-- RECORD EXTRACTS follows --

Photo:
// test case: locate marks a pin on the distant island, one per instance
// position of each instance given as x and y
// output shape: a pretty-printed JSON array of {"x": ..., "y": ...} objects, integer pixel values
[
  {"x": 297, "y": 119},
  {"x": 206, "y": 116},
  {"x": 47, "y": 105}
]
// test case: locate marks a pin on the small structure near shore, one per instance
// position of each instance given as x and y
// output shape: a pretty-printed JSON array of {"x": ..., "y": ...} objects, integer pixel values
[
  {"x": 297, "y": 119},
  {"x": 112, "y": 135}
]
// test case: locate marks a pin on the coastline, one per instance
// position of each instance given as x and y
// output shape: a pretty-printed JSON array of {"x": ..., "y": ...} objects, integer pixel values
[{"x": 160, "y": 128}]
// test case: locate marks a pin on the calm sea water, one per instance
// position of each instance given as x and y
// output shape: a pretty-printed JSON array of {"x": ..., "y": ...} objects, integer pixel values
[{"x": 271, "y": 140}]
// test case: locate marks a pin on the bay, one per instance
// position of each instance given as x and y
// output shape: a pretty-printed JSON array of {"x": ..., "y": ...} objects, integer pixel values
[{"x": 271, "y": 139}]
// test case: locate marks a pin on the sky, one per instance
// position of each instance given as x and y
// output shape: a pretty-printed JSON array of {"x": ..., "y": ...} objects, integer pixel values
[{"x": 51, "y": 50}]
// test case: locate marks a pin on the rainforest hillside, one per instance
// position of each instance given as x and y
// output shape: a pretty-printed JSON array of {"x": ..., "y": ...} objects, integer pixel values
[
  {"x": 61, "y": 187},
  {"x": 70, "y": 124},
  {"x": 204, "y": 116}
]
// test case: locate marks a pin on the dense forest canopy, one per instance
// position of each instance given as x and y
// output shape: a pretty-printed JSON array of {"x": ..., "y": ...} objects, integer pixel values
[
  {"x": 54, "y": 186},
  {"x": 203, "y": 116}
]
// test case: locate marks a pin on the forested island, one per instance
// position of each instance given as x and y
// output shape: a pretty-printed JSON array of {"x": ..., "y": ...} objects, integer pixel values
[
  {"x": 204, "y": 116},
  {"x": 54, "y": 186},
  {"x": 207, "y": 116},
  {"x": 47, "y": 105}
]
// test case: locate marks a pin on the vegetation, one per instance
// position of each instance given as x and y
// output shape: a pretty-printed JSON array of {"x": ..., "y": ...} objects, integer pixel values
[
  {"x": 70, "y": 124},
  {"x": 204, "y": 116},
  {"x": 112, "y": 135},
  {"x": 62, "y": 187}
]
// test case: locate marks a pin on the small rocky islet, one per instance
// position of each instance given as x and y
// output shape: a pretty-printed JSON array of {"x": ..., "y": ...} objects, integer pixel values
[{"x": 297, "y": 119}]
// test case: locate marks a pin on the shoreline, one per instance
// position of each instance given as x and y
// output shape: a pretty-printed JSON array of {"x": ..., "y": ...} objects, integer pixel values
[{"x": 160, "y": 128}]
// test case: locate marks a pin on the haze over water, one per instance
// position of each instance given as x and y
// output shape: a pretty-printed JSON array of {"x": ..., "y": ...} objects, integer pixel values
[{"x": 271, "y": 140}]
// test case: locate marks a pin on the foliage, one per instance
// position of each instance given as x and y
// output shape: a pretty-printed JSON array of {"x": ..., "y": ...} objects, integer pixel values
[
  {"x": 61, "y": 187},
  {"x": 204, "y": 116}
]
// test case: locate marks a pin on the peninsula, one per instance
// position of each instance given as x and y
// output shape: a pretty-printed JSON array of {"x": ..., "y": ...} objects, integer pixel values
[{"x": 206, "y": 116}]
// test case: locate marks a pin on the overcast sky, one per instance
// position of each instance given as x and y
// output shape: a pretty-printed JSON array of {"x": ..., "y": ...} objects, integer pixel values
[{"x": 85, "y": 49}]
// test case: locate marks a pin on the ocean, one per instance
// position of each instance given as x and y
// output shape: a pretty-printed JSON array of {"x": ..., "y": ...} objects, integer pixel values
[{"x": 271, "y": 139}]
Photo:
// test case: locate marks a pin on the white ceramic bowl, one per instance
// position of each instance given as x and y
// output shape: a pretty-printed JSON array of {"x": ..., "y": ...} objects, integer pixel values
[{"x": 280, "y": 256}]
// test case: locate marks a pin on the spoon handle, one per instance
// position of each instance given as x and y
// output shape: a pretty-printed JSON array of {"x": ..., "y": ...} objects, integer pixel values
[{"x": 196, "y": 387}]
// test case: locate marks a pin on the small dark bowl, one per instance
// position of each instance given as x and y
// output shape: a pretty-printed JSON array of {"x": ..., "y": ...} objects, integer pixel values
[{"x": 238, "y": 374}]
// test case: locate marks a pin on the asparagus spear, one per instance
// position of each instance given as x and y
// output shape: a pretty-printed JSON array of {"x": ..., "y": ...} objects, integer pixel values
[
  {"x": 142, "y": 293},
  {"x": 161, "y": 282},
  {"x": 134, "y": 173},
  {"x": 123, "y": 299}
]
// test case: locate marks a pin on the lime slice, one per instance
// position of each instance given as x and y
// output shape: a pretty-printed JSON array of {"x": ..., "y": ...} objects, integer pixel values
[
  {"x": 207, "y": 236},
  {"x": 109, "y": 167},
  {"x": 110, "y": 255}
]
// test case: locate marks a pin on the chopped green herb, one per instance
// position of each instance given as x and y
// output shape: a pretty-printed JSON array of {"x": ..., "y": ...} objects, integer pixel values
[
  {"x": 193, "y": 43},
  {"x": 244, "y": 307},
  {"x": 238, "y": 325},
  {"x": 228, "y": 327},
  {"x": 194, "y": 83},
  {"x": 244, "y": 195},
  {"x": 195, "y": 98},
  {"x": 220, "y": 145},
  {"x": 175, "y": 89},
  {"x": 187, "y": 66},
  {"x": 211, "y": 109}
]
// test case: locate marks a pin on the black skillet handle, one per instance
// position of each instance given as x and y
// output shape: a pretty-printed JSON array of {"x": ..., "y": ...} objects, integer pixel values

-- RECORD EXTRACTS concluded --

WHAT YOU NEED TO DO
Copy every line of the records, leaving nothing out.

SOLUTION BELOW
Photo:
// test case: locate marks a pin on the distant island, one per instance
// position of each instance given as x and y
// output shape: a pretty-printed JSON array of {"x": ..., "y": ...} objects, integer pixel values
[
  {"x": 297, "y": 119},
  {"x": 206, "y": 116},
  {"x": 47, "y": 105}
]
// test case: locate marks a pin on the small structure near shore, one per instance
// position of each instance given as x and y
// output shape: a pretty-printed JSON array of {"x": ..., "y": ...} objects, integer pixel values
[
  {"x": 297, "y": 119},
  {"x": 112, "y": 135}
]
// test case: locate marks a pin on the coastline, one per instance
// position of each instance given as x and y
// output shape: a pretty-printed JSON array of {"x": ..., "y": ...} objects, integer pixel values
[{"x": 160, "y": 128}]
// test case: locate marks a pin on the calm sea water, one per instance
// position of each instance given as x and y
// output shape: a pretty-printed JSON array of {"x": ..., "y": ...} objects, integer pixel values
[{"x": 271, "y": 140}]
// test case: locate marks a pin on the bay, one per instance
// position of each instance given as x and y
// output shape: a pretty-printed JSON array of {"x": ..., "y": ...} objects, integer pixel values
[{"x": 271, "y": 139}]
// test case: locate marks a pin on the sky, one per instance
// position of each instance given as x and y
// output shape: a pretty-printed JSON array of {"x": ..., "y": ...} objects, integer pixel values
[{"x": 51, "y": 50}]
// test case: locate marks a pin on the rainforest hillside, one per instance
// position of each instance given as x and y
// output shape: a pretty-printed JSON array of {"x": ..., "y": ...} objects, integer pixel values
[
  {"x": 61, "y": 187},
  {"x": 70, "y": 124},
  {"x": 204, "y": 116}
]
// test case: locate marks a pin on the dense forest canopy, one per instance
// position of each instance given as x and y
// output shape: a pretty-printed JSON array of {"x": ..., "y": ...} objects, integer pixel values
[
  {"x": 54, "y": 186},
  {"x": 203, "y": 116}
]
// test case: locate marks a pin on the forested island, one per instance
// position of each instance given as x and y
// output shape: a pretty-printed JSON array of {"x": ..., "y": ...} objects, integer pixel values
[
  {"x": 204, "y": 116},
  {"x": 54, "y": 186},
  {"x": 207, "y": 116},
  {"x": 47, "y": 105}
]
// test case: locate marks a pin on the vegetation, one per instance
// position of each instance given as x and y
// output shape: a pretty-printed JSON array of {"x": ..., "y": ...} objects, integer pixel values
[
  {"x": 70, "y": 124},
  {"x": 204, "y": 116},
  {"x": 112, "y": 135},
  {"x": 62, "y": 187}
]
// test case: locate marks a pin on the small rocky islet, one per instance
// position of each instance given as x and y
// output shape: a pretty-printed JSON array of {"x": ..., "y": ...} objects, integer pixel values
[{"x": 297, "y": 119}]
// test case: locate marks a pin on the shoreline, one per instance
// position of each instance given as x and y
// output shape: a pretty-printed JSON array of {"x": ..., "y": ...} objects, integer pixel values
[{"x": 160, "y": 128}]
// test case: locate marks a pin on the haze over water, one per instance
// position of each instance given as x and y
// output shape: a pretty-printed JSON array of {"x": ..., "y": ...} objects, integer pixel values
[{"x": 271, "y": 140}]
// test case: locate marks a pin on the foliage, one per instance
// position of each instance given as x and y
// output shape: a pretty-printed JSON array of {"x": ..., "y": ...} objects, integer pixel values
[
  {"x": 61, "y": 187},
  {"x": 204, "y": 116}
]
// test case: locate marks a pin on the peninsula, one per instance
// position of each instance given as x and y
// output shape: a pretty-printed JSON array of {"x": ..., "y": ...} objects, integer pixel values
[{"x": 206, "y": 116}]
// test case: locate marks a pin on the overcast sky, one per instance
// position of each instance given as x and y
// output shape: a pretty-printed JSON array of {"x": ..., "y": ...} objects, integer pixel values
[{"x": 85, "y": 49}]
// test case: locate marks a pin on the ocean, one per instance
// position of each instance given as x and y
// output shape: a pretty-printed JSON array of {"x": ..., "y": ...} objects, integer pixel values
[{"x": 271, "y": 139}]
Photo:
// test case: locate marks a pin on the white ceramic bowl, one per instance
// position of each instance given as x and y
// output shape: a pretty-printed JSON array of {"x": ..., "y": ...} objects, integer pixel values
[{"x": 280, "y": 256}]
// test case: locate marks a pin on the spoon handle, one per instance
// position of each instance given as x and y
// output shape: a pretty-printed JSON array of {"x": ..., "y": ...} objects, integer pixel values
[{"x": 196, "y": 387}]
// test case: locate marks a pin on the small dark bowl, one per instance
// position of each instance given as x and y
// output shape: a pretty-printed JSON array of {"x": ..., "y": ...} objects, integer pixel values
[{"x": 238, "y": 374}]
// test case: locate marks a pin on the asparagus spear, one per instance
// position of each instance given as x and y
// output shape: a pretty-printed JSON array of {"x": ..., "y": ...} objects, integer pixel values
[
  {"x": 142, "y": 293},
  {"x": 161, "y": 282},
  {"x": 134, "y": 173},
  {"x": 123, "y": 299}
]
// test case: locate marks a pin on the lime slice, one per instance
// position of each instance given as x and y
// output shape: a pretty-printed JSON array of {"x": ..., "y": ...} objects, integer pixel values
[
  {"x": 207, "y": 236},
  {"x": 109, "y": 167},
  {"x": 110, "y": 255}
]
// test case: locate marks a pin on the chopped green herb, one per instance
// position of each instance given as x and y
// output shape: a pretty-printed JSON array of {"x": ..., "y": ...} objects, integer pixel values
[
  {"x": 193, "y": 43},
  {"x": 244, "y": 307},
  {"x": 238, "y": 325},
  {"x": 228, "y": 327},
  {"x": 194, "y": 83},
  {"x": 244, "y": 195},
  {"x": 195, "y": 98},
  {"x": 220, "y": 145},
  {"x": 175, "y": 89},
  {"x": 187, "y": 66},
  {"x": 211, "y": 109}
]
// test case: locate marks a pin on the black skillet handle, one per instance
// position of each instance given as x and y
// output shape: a pretty-printed JSON array of {"x": ..., "y": ...} objects, integer pixel values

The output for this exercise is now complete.